Exercise
Repeat the lines beginning at the one with "to the armchair" and running to the end of the material, keeping the first and last of them, exactly as they appear.
---------- Material for this task
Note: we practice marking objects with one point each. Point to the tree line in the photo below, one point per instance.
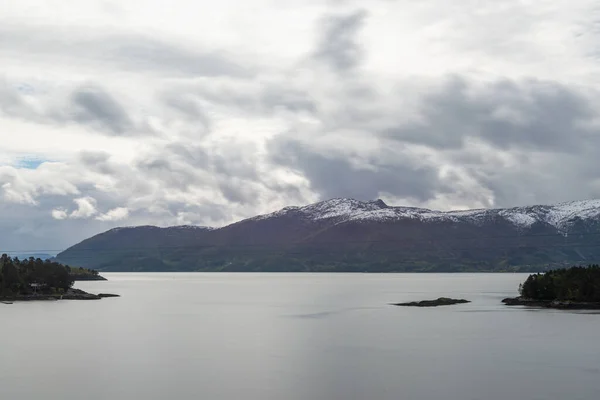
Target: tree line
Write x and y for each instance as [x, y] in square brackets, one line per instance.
[23, 277]
[579, 284]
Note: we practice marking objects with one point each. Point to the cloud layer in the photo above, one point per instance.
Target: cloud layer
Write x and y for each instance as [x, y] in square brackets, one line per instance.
[131, 115]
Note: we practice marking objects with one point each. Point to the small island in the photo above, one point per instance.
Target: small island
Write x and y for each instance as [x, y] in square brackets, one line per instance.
[34, 279]
[442, 301]
[576, 288]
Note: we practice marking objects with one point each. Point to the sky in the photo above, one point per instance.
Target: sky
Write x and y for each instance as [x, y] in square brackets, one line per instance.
[120, 113]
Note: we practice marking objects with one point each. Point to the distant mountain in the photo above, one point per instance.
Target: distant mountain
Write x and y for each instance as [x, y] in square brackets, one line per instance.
[350, 235]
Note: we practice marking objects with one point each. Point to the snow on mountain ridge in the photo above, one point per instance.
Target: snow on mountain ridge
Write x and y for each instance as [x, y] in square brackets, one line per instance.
[344, 210]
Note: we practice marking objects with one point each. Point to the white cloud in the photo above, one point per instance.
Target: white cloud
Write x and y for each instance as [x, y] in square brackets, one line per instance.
[172, 126]
[59, 214]
[116, 214]
[86, 207]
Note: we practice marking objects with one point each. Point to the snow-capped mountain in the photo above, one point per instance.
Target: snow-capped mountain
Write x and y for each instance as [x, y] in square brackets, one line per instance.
[351, 235]
[560, 216]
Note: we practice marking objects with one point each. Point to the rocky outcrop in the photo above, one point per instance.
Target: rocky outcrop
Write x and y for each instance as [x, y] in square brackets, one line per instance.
[442, 301]
[71, 294]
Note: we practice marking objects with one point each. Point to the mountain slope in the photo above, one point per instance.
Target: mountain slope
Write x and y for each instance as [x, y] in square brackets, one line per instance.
[350, 235]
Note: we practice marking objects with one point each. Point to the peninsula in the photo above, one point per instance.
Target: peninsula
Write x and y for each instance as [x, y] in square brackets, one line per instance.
[442, 301]
[34, 279]
[570, 288]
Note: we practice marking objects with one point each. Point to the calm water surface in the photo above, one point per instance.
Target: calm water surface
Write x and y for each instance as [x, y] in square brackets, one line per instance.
[297, 336]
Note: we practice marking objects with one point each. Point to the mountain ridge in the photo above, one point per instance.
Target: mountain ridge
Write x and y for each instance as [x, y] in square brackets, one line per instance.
[349, 235]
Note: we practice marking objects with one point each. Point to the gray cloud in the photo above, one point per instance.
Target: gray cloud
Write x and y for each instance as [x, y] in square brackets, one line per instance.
[94, 106]
[531, 115]
[333, 175]
[136, 53]
[337, 45]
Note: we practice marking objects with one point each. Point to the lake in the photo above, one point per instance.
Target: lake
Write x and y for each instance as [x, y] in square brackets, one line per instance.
[297, 336]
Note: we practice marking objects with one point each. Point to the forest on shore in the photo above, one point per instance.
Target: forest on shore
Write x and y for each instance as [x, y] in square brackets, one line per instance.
[577, 284]
[34, 275]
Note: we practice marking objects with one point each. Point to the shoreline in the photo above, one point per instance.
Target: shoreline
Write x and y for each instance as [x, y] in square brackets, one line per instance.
[71, 294]
[555, 304]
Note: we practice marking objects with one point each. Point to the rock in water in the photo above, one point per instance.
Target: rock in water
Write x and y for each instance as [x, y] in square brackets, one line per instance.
[442, 301]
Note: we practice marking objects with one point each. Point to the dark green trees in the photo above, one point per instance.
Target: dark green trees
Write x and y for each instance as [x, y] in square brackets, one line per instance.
[580, 284]
[19, 277]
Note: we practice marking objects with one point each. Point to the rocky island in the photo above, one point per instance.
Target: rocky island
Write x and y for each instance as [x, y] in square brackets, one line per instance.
[34, 279]
[575, 288]
[442, 301]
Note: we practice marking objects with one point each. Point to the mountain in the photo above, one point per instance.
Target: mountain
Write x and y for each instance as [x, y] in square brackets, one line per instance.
[354, 236]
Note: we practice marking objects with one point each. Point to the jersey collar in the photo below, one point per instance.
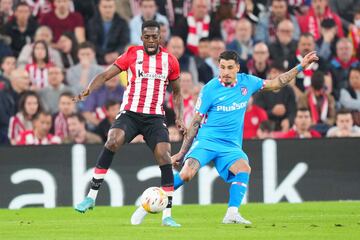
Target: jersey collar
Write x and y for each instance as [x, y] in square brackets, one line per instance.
[228, 86]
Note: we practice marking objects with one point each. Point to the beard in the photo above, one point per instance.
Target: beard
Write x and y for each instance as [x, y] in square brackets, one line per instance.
[151, 52]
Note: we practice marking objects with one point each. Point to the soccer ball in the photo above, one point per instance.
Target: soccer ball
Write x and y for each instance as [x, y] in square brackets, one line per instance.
[154, 200]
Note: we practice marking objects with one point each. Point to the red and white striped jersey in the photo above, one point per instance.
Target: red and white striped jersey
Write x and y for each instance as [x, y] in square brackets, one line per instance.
[148, 77]
[38, 76]
[29, 138]
[17, 125]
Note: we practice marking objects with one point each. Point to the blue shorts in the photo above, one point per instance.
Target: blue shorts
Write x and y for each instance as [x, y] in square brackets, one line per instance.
[223, 157]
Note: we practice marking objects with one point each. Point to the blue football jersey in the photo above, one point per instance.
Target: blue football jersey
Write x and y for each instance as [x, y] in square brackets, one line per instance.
[224, 108]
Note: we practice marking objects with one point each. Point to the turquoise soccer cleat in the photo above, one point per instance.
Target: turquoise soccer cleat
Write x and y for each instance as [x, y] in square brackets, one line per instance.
[85, 205]
[170, 222]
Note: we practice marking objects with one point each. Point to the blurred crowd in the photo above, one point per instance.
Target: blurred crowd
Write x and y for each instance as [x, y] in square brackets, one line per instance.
[51, 49]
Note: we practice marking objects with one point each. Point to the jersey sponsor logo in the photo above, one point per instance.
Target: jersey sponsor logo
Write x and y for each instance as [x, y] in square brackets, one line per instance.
[151, 75]
[233, 107]
[243, 91]
[198, 103]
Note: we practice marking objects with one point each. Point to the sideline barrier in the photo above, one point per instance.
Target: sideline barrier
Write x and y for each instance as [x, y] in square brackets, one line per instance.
[282, 170]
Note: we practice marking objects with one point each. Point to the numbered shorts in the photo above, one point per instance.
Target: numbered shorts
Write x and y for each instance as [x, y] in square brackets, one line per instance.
[151, 126]
[223, 157]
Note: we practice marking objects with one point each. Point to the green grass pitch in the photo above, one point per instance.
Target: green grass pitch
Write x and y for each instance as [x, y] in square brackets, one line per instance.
[311, 220]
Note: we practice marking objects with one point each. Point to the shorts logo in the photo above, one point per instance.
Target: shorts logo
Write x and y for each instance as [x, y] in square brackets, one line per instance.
[243, 91]
[198, 103]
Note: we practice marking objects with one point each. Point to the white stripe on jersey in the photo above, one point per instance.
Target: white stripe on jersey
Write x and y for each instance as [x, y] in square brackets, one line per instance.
[127, 91]
[138, 68]
[150, 85]
[165, 69]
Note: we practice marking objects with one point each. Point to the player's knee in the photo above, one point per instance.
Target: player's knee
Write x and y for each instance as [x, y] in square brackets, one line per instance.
[163, 157]
[186, 175]
[113, 143]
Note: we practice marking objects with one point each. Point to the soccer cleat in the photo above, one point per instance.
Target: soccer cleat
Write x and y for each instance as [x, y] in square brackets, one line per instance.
[138, 216]
[170, 222]
[235, 219]
[88, 203]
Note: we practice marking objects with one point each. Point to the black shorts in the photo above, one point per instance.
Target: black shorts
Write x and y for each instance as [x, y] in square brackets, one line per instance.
[151, 126]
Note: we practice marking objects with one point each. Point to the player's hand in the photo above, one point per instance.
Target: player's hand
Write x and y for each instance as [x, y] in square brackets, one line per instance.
[177, 159]
[309, 59]
[81, 96]
[181, 126]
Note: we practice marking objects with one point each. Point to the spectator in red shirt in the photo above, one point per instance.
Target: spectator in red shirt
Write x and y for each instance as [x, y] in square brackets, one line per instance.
[21, 28]
[254, 116]
[40, 135]
[66, 108]
[266, 130]
[186, 91]
[62, 20]
[301, 128]
[29, 106]
[38, 69]
[319, 11]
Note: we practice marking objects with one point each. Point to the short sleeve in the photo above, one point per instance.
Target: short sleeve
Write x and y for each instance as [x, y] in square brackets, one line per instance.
[122, 61]
[255, 83]
[174, 68]
[203, 102]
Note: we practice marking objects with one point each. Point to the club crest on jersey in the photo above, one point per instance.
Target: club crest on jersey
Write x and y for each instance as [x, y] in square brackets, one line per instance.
[243, 91]
[151, 75]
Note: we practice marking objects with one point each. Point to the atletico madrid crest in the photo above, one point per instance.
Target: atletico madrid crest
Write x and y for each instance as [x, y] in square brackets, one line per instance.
[243, 91]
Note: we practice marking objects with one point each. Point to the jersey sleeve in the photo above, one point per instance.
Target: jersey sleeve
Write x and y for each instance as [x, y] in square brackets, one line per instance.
[203, 103]
[174, 68]
[255, 83]
[122, 61]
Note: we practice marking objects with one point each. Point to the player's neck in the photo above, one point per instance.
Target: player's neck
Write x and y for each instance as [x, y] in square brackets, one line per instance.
[228, 84]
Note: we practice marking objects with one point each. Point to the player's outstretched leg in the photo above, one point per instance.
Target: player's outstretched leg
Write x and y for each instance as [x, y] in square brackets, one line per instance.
[162, 155]
[237, 191]
[105, 158]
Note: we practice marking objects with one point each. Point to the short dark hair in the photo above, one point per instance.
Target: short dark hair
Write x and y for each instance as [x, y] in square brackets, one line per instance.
[20, 4]
[86, 44]
[23, 98]
[306, 35]
[151, 23]
[204, 39]
[343, 111]
[328, 23]
[355, 68]
[303, 109]
[229, 55]
[37, 115]
[78, 116]
[318, 80]
[278, 66]
[66, 94]
[110, 103]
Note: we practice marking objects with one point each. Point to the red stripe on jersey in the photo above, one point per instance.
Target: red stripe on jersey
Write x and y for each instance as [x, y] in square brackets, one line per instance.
[144, 85]
[100, 171]
[168, 189]
[148, 78]
[156, 85]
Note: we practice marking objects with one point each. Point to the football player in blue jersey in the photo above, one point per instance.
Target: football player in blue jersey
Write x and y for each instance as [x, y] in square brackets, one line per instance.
[216, 131]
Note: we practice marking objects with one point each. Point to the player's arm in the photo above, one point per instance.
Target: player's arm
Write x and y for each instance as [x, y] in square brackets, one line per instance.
[99, 80]
[285, 78]
[178, 104]
[188, 138]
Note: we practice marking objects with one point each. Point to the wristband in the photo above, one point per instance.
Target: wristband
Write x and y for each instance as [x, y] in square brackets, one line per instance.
[299, 68]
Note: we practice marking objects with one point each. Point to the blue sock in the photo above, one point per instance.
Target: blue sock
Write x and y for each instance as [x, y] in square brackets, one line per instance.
[178, 182]
[238, 189]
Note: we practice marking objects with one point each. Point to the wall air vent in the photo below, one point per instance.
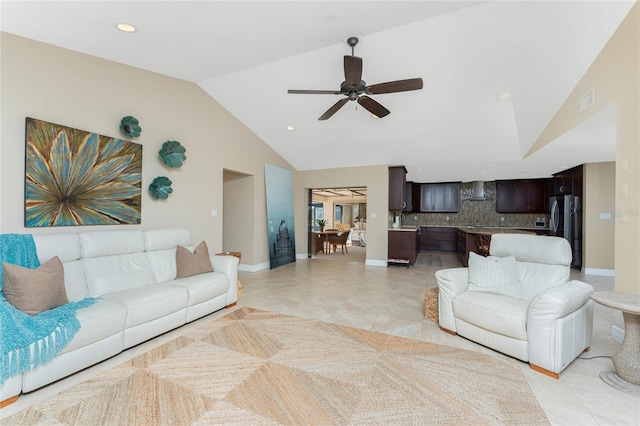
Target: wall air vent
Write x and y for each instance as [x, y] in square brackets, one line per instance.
[587, 100]
[478, 191]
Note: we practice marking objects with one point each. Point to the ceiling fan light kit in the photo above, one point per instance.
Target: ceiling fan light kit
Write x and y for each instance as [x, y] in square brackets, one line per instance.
[356, 89]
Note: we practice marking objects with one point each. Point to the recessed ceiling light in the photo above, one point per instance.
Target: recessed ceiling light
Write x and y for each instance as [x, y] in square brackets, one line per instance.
[127, 28]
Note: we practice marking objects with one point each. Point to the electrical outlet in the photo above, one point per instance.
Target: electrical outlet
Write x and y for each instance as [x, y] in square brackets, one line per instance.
[617, 334]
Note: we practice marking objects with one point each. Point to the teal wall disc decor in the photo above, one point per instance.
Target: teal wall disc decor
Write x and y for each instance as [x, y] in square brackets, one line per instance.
[130, 127]
[160, 188]
[172, 153]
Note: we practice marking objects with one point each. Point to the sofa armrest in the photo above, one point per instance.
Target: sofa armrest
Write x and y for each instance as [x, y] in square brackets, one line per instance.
[228, 265]
[451, 282]
[559, 324]
[558, 301]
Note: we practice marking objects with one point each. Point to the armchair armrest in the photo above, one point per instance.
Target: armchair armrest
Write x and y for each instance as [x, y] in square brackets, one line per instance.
[559, 324]
[228, 265]
[451, 282]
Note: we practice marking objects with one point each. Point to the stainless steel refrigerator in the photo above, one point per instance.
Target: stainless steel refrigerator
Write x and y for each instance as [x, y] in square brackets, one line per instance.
[565, 221]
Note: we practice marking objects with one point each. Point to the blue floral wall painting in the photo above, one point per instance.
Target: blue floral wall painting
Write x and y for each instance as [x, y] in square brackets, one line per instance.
--------------------
Exercise result
Note: we practice marking objects with one point each. Point to the armchair armrest in the photo above, one point per instance.
Target: armchair armrest
Write x and y for each instance as [x, y] in square brackets, one line per instance.
[559, 324]
[228, 265]
[451, 282]
Note: we practice marking objects with one point each. Point to the stainless steel refrigerator in the photo above, one point per instance.
Target: stainless steel refrigerator
Write x and y for each instance as [x, y] in square brackets, one line per instance.
[565, 221]
Note: we practice marking objects with one point each. Point to the blue floral wall painting in the photo above, one point per instance.
Target: blue floral wall painting
Write x and y for each instance as [x, y] in square brackets, one line per instance.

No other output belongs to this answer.